(STATED GOAL) Below is the data. Give it again, complete and exact.

(SUPPLIED RECORDS)
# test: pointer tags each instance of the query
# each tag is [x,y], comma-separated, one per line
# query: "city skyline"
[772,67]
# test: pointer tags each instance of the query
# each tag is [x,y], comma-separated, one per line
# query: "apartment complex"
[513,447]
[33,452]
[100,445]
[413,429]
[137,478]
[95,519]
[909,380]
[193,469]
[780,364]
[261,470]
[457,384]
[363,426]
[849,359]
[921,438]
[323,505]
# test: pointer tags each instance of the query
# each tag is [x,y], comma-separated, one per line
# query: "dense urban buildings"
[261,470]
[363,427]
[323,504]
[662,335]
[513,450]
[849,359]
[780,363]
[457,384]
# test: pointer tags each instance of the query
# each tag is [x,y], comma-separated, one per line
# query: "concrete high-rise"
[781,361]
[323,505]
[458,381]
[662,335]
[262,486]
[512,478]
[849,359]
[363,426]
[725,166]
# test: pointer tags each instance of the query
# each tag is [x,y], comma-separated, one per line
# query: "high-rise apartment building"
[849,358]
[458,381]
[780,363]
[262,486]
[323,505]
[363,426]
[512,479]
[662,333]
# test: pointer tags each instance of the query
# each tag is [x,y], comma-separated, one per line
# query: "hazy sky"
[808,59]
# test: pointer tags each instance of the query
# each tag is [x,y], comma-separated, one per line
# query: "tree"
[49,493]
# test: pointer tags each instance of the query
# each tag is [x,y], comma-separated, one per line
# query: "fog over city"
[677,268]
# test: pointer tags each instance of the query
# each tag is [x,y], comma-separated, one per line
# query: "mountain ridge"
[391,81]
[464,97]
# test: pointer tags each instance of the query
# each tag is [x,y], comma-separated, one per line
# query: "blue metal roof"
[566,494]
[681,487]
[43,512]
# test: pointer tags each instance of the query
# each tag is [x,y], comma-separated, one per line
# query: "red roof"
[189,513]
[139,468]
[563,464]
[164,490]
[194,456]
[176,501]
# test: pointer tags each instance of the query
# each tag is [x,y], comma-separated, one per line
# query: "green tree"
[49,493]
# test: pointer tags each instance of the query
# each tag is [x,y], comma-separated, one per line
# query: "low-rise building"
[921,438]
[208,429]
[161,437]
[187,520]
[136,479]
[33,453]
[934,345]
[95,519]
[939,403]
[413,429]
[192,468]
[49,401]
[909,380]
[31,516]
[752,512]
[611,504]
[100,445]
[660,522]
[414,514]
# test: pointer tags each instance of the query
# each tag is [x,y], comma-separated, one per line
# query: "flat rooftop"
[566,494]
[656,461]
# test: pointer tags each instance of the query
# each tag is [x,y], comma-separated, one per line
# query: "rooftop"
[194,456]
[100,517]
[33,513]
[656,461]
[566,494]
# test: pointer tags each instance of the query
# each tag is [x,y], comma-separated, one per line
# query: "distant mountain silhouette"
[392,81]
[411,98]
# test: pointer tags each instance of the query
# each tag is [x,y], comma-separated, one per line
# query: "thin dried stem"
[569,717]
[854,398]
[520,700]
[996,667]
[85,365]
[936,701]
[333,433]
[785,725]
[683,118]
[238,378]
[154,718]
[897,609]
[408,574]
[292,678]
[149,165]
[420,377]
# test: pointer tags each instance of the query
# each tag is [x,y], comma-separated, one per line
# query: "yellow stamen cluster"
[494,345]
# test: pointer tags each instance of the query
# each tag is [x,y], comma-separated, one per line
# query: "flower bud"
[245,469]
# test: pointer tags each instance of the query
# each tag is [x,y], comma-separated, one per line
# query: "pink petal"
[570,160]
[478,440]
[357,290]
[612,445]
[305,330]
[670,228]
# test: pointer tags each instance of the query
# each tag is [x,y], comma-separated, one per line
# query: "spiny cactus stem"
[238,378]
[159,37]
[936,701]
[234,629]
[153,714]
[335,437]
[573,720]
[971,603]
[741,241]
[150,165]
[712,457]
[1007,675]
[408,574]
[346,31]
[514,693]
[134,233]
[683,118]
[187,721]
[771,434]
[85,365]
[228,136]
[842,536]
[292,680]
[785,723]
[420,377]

(RESULT OF THE EXERCISE)
# test: pointer tags each instance of the query
# each tag is [x,y], comma-separated, one per line
# query: "city skyline"
[772,67]
# test: pointer tags each instance of the query
# each tag is [x,y], comma-separated, one per line
# query: "apartment complex"
[513,447]
[33,452]
[100,445]
[413,429]
[137,478]
[95,519]
[909,380]
[193,469]
[780,364]
[261,470]
[457,384]
[363,426]
[849,359]
[921,438]
[323,505]
# test: pointer tags each instance of the query
# each tag is [x,y], comma-separated, one per line
# query: "dense urban buildings"
[261,470]
[363,427]
[323,504]
[662,335]
[513,450]
[849,359]
[780,363]
[457,384]
# test: pointer tags each instance of the query
# each tag is [x,y], comma-separated, one per line
# query: "concrete high-rise"
[781,361]
[323,505]
[458,381]
[662,335]
[262,486]
[512,478]
[849,359]
[363,426]
[725,166]
# test: pointer tags each instance of the query
# each tag is [x,y], comma-separated, one per line
# query: "high-rise apartment building"
[849,358]
[458,381]
[780,363]
[262,486]
[323,505]
[363,426]
[512,479]
[662,333]
# test: pointer tags each instance of the query
# each tag is [x,y], comma-separated, one per line
# query: "hazy sky"
[808,59]
# test: pointer tags each instance of the query
# each tag is [x,y], comma-separated, one per line
# query: "tree"
[49,493]
# test: pointer tags each instance of the query
# each tag is [x,y], comma-separated, one per line
# query: "fog over city"
[677,268]
# test: pointer tags each instance of the query
# each tag is [x,y], comma-separated, one per line
# query: "mountain ridge"
[391,81]
[464,97]
# test: pointer tags each instance of the query
# each tag is [x,y], comma-separated, one per line
# query: "blue metal roof"
[566,494]
[681,487]
[43,512]
# test: pointer tags each instance of the query
# each tag is [x,y], comma-separated, one per line
# query: "red roof"
[189,513]
[139,468]
[563,464]
[164,490]
[194,456]
[176,501]
# test: pointer tags each instance of the query
# each tag is [x,y], comma-separated, one per line
# query: "green tree"
[49,493]
# test: pointer tags each instance of the query
# each tag is [x,y], comma-separated, one per line
# query: "low-rise building"
[921,438]
[208,429]
[161,437]
[187,520]
[136,479]
[33,453]
[934,345]
[95,519]
[939,403]
[413,429]
[192,468]
[49,401]
[909,380]
[31,516]
[752,512]
[611,504]
[100,445]
[660,522]
[414,514]
# test: pointer tags each instance of the query
# each tag is [x,y], comma-separated, one per line
# query: "flat rooftop"
[566,494]
[656,461]
# test: pointer tags each instance of the query
# each tag is [x,y], comma-separated, one per line
# query: "rooftop"
[194,456]
[100,517]
[33,513]
[656,461]
[566,494]
# test: pointer tags each instance of the query
# each tag is [x,y], comma-separated, one per line
# query: "distant mountain silhouette"
[392,81]
[411,98]
# test: pointer tags each instance of the query
# each tag is [x,y], comma-separated, one per line
# query: "thin dried stem"
[569,717]
[854,398]
[520,700]
[996,667]
[85,365]
[936,701]
[333,433]
[785,725]
[683,118]
[238,378]
[154,718]
[897,609]
[408,574]
[292,678]
[149,165]
[420,377]
# test: pointer tags each instance of the query
# each tag is [x,y], comma-separated, one per line
# query: "yellow stamen cluster"
[494,345]
# test: pointer tags each instance of the query
# each tag is [x,y], comma-separated, one per line
# query: "flower bud"
[245,469]
# test: pointer tags each instance of the query
# each tag is [x,y], comma-separated, one per line
# query: "pink petal"
[570,160]
[478,440]
[357,290]
[612,445]
[305,330]
[670,228]
# test: pointer tags each instance of the query
# each tag is [x,y], comma-separated, one per line
# query: "spiny cactus stem"
[238,378]
[159,37]
[936,701]
[234,629]
[153,714]
[335,437]
[573,720]
[971,603]
[741,241]
[150,165]
[712,457]
[1007,675]
[408,574]
[346,31]
[514,693]
[134,233]
[683,118]
[187,721]
[771,434]
[85,365]
[228,136]
[842,536]
[292,680]
[785,723]
[420,377]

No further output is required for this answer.